◆ Work order
Filtering the records below, copy only those lines that include the word "engine".

━━━

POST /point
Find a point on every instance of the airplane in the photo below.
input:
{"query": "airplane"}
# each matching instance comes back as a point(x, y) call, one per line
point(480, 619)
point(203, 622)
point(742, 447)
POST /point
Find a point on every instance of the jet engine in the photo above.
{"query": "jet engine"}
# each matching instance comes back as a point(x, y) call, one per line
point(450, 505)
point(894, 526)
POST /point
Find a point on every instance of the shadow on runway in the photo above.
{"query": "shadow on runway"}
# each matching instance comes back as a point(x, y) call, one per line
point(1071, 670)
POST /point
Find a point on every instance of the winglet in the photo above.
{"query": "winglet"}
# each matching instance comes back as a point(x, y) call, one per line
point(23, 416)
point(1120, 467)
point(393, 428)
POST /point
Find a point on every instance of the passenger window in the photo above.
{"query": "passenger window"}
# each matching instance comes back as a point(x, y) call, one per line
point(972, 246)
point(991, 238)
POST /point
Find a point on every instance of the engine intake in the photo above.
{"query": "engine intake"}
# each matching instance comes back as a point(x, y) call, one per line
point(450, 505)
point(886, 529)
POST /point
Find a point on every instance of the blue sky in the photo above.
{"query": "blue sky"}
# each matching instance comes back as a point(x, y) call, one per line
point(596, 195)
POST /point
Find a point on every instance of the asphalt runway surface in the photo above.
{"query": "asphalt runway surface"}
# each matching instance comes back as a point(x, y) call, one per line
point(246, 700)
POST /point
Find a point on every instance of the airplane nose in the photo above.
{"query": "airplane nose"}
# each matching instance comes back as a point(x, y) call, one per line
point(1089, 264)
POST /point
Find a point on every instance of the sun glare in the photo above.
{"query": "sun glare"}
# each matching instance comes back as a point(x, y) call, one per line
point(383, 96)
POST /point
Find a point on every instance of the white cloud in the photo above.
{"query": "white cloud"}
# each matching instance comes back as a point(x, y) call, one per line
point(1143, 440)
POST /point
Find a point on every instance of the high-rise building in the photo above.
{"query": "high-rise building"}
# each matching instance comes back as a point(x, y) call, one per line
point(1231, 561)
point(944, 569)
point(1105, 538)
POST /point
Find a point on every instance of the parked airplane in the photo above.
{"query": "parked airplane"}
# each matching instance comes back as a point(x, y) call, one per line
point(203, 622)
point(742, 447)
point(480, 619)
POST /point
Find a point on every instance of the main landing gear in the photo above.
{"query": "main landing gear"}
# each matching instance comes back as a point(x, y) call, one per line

━━━

◆ Reply to the exercise
Find a point on every instance of the jet engine in the photo above.
{"query": "jet engine"}
Find a point on every instance of the engine intake in the photo above.
{"query": "engine intake"}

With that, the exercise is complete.